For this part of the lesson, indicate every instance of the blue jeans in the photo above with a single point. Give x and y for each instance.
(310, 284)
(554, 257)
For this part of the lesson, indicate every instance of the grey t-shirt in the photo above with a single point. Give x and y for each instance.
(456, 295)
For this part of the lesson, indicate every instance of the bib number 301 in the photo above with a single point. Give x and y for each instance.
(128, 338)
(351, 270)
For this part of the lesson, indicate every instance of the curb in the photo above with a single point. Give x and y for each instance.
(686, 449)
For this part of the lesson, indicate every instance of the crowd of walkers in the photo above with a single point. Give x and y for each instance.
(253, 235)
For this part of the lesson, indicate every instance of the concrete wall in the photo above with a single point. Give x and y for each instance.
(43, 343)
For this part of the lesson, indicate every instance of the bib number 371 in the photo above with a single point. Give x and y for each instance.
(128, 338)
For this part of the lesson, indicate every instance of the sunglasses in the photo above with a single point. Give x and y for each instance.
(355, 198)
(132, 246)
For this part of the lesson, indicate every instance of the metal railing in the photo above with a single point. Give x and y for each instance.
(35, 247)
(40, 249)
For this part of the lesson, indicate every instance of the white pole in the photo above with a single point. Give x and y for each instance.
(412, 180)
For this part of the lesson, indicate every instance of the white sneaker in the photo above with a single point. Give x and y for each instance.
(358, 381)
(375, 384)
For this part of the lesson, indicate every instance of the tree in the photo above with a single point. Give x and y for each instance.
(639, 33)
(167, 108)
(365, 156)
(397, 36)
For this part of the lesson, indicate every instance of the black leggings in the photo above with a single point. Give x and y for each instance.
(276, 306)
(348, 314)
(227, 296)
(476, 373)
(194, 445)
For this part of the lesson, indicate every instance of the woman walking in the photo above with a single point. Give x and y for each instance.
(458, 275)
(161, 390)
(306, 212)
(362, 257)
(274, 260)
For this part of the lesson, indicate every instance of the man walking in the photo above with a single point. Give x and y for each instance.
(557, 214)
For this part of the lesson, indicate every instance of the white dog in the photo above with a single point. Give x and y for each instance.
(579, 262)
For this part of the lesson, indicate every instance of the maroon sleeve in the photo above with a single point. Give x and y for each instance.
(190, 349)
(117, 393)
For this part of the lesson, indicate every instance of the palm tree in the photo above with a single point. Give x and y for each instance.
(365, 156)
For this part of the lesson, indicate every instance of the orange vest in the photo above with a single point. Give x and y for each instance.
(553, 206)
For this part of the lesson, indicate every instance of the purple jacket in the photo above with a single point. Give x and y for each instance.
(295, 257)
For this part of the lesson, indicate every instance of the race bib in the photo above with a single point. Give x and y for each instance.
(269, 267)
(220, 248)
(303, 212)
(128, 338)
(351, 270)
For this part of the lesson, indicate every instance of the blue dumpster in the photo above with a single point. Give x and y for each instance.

• [PROBLEM REQUIREMENTS] Write the material out again word for word.

• [TASK RESPONSE]
For this part of the lesson, indicate every instance of the blue jeans in the photo above with a single point. Give x and y for each instance.
(310, 284)
(554, 257)
For this part of the lesson, indicate every instance of the grey t-shirt in the photo above with a single point. Give x and y for each instance.
(456, 295)
For this part of the lesson, indicate every instance of the bib number 301 in the photo above with a single point. Give x and y for each instance.
(128, 338)
(351, 270)
For this part of the lesson, indicate every instance of the curb in the photo above with a single point. Give x and y for each instance.
(686, 449)
For this part of the lesson, indicate every instance of the crowd of walkers in the photo above with a single point. Give x and y for each instance.
(253, 235)
For this part of the lesson, indicate every instance of the concrete wall in the photo above with a single point. Give x and y for each instance.
(43, 343)
For this part of the lesson, indicate every instance of the bib number 371 in the photo above with a single point. Give x and y for each instance.
(128, 338)
For this part of the lesson, indicate every instance of the sunglasses in the photo above with a single point. Give x and y for each instance.
(355, 198)
(132, 246)
For this part of the lesson, indicate every instance of the metal railing in the photo above with a single point. Give x and y for each instance.
(35, 247)
(40, 249)
For this part of the lesson, indicate every instance of the white pole in the photo above with a single point. Give x and y for each instance.
(412, 180)
For this part of the lesson, indicate every instance of the white sneaker in the photo above with a single point. Give x and y for each instance.
(358, 381)
(375, 384)
For this part of the lesson, indicate every instance of the tree in the photo above with a single point. Give x and y for each instance.
(639, 33)
(167, 108)
(365, 156)
(397, 36)
For this part of the lesson, indicate every instance of the black leggings in the photo above with a single point. Give x and y for each instance.
(276, 306)
(348, 314)
(227, 296)
(476, 373)
(194, 445)
For this part of the lesson, indicate every instance of the woman walking in the photo above with a single point. Give x and y for each instance.
(458, 275)
(161, 390)
(306, 212)
(362, 257)
(274, 260)
For this part of the lesson, indicate every instance of the man walking in the photo above with a single point. Give x and y for each instance.
(557, 214)
For this part of the lesson, indicate every instance of the white dog in the photo above with a single point. Give x and y for each instance.
(579, 262)
For this part of the lesson, indicate every instance of the maroon sleeve in the photo above with a single point. Give x and y for each instance.
(190, 349)
(117, 393)
For this part of the lesson, indicate every instance of the palm tree in the photo above with a single point. Give x and y for each instance.
(365, 156)
For this part of the lesson, indicate every instance of the orange vest in the photo above with a single point. Give x and y for each instance.
(553, 206)
For this part of the lesson, indicate every instance of the purple jacket in the photo above with a single point. Give x and y for each instance.
(295, 257)
For this part of the lesson, indicate every instance of the race bib in the photo above with a single point. Give x and y for each instance.
(269, 267)
(220, 248)
(303, 212)
(128, 338)
(351, 270)
For this part of the lesson, indicate every instance of the blue dumpster in the photo above with a single point. Give x and y for each instance.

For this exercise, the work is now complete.